> Aufgabe A
Gib aus dem Seitenauszug den Abschnitt zwischen „Die Sender entschieden“ und „24 Stunden online.“, beide Stellen eingeschlossen, wortgetreu wieder.
> Aufgabe B
Beantworte anhand des Seitenauszugs diese Fragen:
(i) Wie lange stellte die „Bild“ den umstrittenen Beitrag online?
(ii) Zu welcher Tageszeit wurde die Doku schließlich ausgestrahlt?
(iii) Wie viele Persönlichkeitsrechtverstöße nannte Schönenborn?

> Seitenauszug
>>>

Die Sender entschieden sich gegen eine Ausstrahlung – vorerst. Die Kritik folgte prompt. Nicht nur der Zentralrat der Juden protestierte. Die „Bild“ schuf Tatsachen: Das Blatt stellte den umstrittenen Beitrag auf ihrem Portal für 24 Stunden online.

Das Öffentlich-Rechtliche trat am Mittwochabend nun die Flucht nach vorn an und strahlte die umstrittene Doku nun doch aus. Im Anschluss diskutierte Sandra Maischberger mit ihren Gästen. Im Zentrum die Fragen: Polemik oder schonungslose Doku, notwendige Provokation oder Propaganda?

Schönenborn vs. Wolffsohn

Jörg Schönenborn (l.) und Michael Wolffsohn (r.) starteten in den Abend mit einer Debatte.
Jörg Schönenborn (l.) und Michael Wolffsohn (r.) starteten in den Abend mit einer Debatte. © WDR | M. Grande

Der Talk startete verheißungsvoll. Mit einem starken Einstieg, in dem sich Jörg Schönenborn von der ARD („Doku-Kritiker“) mit dem Historiker Michael Wolffsohn („Doku-Befürworter“) duellierte. Die Debatte war so lebendig und angriffslustig, dass man sich als Zuschauer ein anderes Format für die verbleibende Sendung gewünscht hätte, anstatt der obligatorischen Experten-Runde: Schönenborn vs. Wolffsohn, das hätte den Abend vermutlich gewinnbringend gefüllt.

Der ARD-Mann Schönenborn verriet schon im ersten Satz, dass er eben nicht hinter dem Film steht. „Eigentlich sprach alles für den Film, wenn sich in diesem Land jüdische Jugendliche nicht zu erkennen geben“. Eigentlich. Dann zählte er auf, warum er gegen die Ausstrahlung gewesen sei: Sieben Persönlichkeitsrechtverstöße und 25 weitere inhaltliche oder journalistische Mängel.

<<<

> Bereitgestellte Angaben
>>>

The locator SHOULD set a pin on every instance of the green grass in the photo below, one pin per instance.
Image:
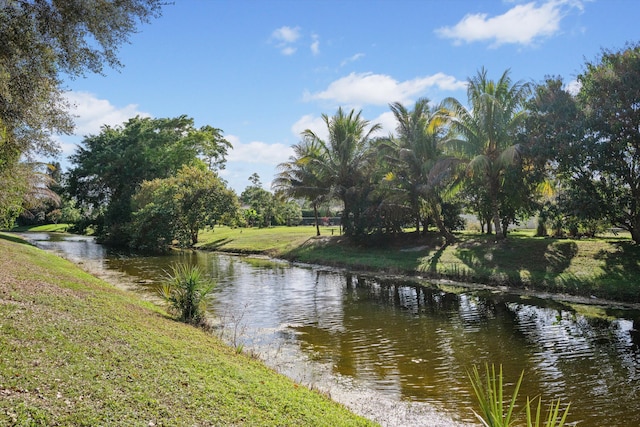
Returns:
(76, 351)
(607, 267)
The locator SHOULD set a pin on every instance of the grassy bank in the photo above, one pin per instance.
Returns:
(76, 351)
(606, 267)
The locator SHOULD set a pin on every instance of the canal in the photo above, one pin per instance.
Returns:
(398, 351)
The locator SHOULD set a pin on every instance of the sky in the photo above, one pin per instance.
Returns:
(263, 71)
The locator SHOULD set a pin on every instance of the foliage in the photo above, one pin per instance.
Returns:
(342, 163)
(609, 98)
(493, 411)
(187, 292)
(298, 178)
(110, 167)
(260, 203)
(419, 168)
(177, 208)
(486, 133)
(77, 351)
(41, 40)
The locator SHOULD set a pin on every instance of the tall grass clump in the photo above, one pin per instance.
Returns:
(495, 411)
(187, 291)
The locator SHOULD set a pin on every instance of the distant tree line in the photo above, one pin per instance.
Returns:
(513, 150)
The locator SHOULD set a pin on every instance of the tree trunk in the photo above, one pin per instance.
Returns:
(315, 215)
(437, 217)
(495, 207)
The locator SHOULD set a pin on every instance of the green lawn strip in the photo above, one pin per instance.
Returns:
(607, 267)
(76, 351)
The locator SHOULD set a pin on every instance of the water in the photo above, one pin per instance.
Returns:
(397, 352)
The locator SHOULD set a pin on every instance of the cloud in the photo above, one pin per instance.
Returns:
(523, 24)
(91, 113)
(315, 45)
(380, 89)
(257, 152)
(388, 122)
(285, 37)
(314, 123)
(286, 34)
(352, 59)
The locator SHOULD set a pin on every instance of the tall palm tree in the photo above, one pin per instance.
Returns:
(297, 178)
(487, 130)
(343, 159)
(416, 154)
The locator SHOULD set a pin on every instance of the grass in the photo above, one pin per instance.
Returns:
(606, 267)
(76, 351)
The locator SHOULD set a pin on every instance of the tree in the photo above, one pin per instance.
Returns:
(110, 166)
(261, 203)
(298, 178)
(39, 41)
(178, 207)
(342, 162)
(610, 100)
(487, 132)
(419, 166)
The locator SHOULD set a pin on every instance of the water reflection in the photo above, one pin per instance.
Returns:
(392, 341)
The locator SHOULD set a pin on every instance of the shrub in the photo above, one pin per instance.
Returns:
(187, 291)
(490, 394)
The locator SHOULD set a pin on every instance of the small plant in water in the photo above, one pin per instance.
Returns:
(186, 291)
(494, 412)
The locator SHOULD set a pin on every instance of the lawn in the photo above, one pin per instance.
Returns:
(606, 267)
(76, 351)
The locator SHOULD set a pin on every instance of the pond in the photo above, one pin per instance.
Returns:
(398, 351)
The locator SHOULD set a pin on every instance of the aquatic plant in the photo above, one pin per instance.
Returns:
(186, 291)
(496, 412)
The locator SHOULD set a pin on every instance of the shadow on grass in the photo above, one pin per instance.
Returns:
(14, 239)
(621, 276)
(216, 244)
(520, 260)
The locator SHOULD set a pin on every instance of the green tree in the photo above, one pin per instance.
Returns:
(343, 161)
(178, 207)
(487, 132)
(297, 178)
(41, 41)
(419, 166)
(110, 166)
(610, 100)
(261, 203)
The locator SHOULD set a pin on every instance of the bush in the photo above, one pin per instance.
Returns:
(493, 412)
(187, 293)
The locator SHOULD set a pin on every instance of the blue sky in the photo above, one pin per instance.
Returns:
(264, 70)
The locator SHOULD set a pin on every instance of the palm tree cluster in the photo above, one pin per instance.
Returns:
(387, 183)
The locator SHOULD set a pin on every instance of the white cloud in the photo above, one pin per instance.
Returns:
(314, 123)
(286, 34)
(352, 59)
(257, 152)
(288, 50)
(523, 24)
(285, 37)
(315, 45)
(380, 89)
(388, 122)
(91, 113)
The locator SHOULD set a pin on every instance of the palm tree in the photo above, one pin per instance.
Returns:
(342, 160)
(297, 177)
(416, 154)
(487, 131)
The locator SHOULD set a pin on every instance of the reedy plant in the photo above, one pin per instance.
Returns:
(496, 412)
(186, 291)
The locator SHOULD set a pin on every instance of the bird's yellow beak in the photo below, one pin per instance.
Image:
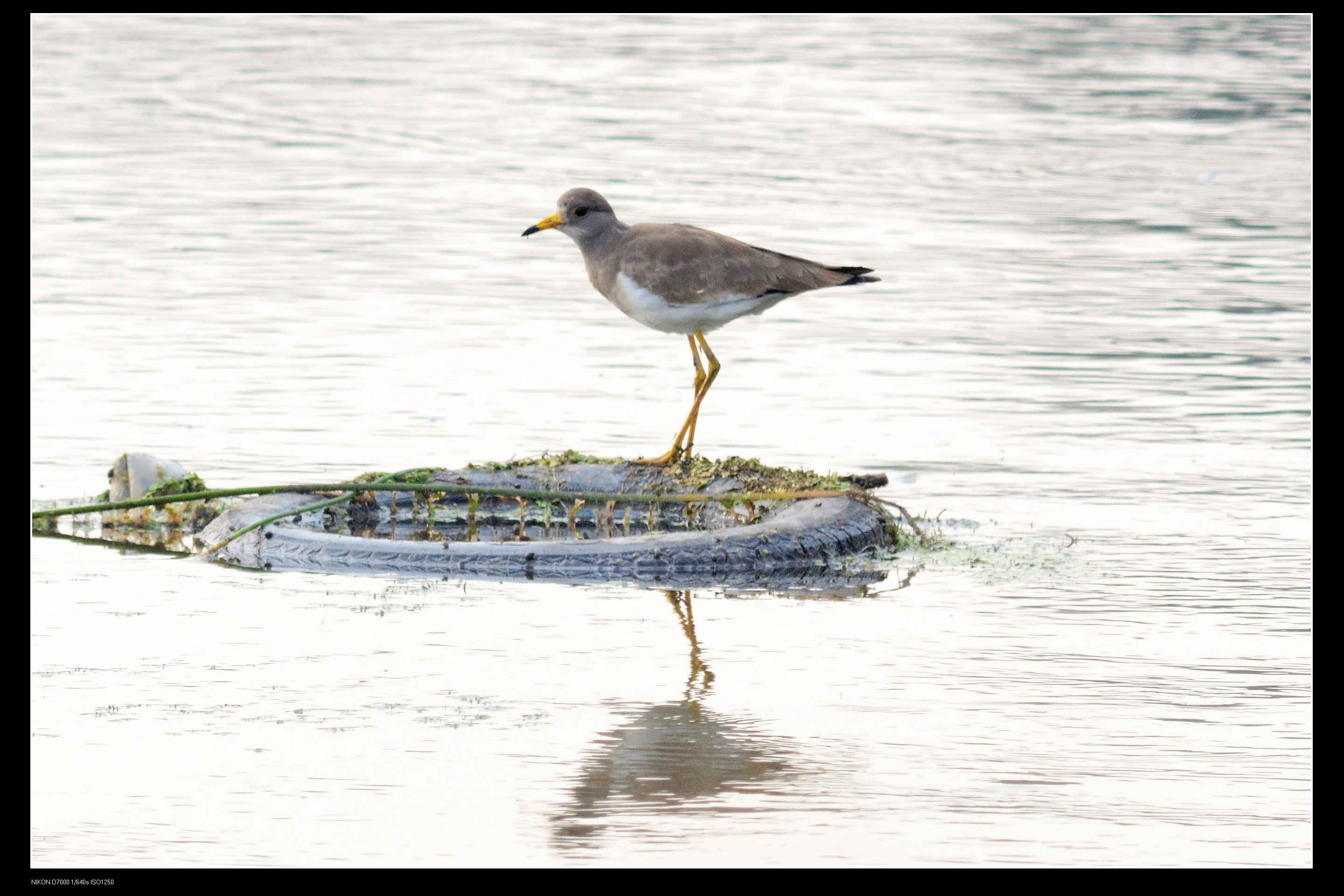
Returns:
(546, 224)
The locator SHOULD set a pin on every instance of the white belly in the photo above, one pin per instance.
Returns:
(656, 314)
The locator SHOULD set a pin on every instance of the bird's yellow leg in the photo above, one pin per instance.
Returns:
(702, 390)
(675, 452)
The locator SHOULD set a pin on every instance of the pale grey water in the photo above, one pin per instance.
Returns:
(284, 249)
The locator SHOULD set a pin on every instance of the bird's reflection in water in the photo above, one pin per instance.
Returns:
(671, 757)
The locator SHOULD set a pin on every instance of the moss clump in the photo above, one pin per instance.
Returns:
(546, 459)
(190, 483)
(697, 472)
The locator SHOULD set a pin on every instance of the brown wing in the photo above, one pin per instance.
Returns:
(687, 265)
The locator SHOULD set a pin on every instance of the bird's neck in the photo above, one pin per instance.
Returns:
(597, 242)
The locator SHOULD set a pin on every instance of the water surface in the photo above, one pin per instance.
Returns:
(284, 249)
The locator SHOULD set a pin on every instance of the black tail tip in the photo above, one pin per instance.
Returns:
(857, 276)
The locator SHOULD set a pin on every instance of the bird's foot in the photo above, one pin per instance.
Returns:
(672, 456)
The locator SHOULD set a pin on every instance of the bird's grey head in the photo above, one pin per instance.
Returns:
(580, 214)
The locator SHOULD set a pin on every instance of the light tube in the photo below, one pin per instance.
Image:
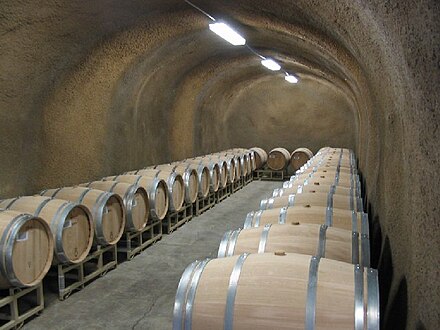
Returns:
(227, 33)
(271, 64)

<<<

> Schriftliche Antwort A
Die Sender entschieden sich gegen eine Ausstrahlung – vorerst. Die Kritik folgte prompt. Nicht nur der Zentralrat der Juden protestierte. Die „Bild“ schuf Tatsachen: Das Blatt stellte den umstrittenen Beitrag auf ihrem Portal für 24 Stunden online.

> Schriftliche Antwort B
(i) 24 Stunden
(ii) Am Mittwochabend
(iii) Sieben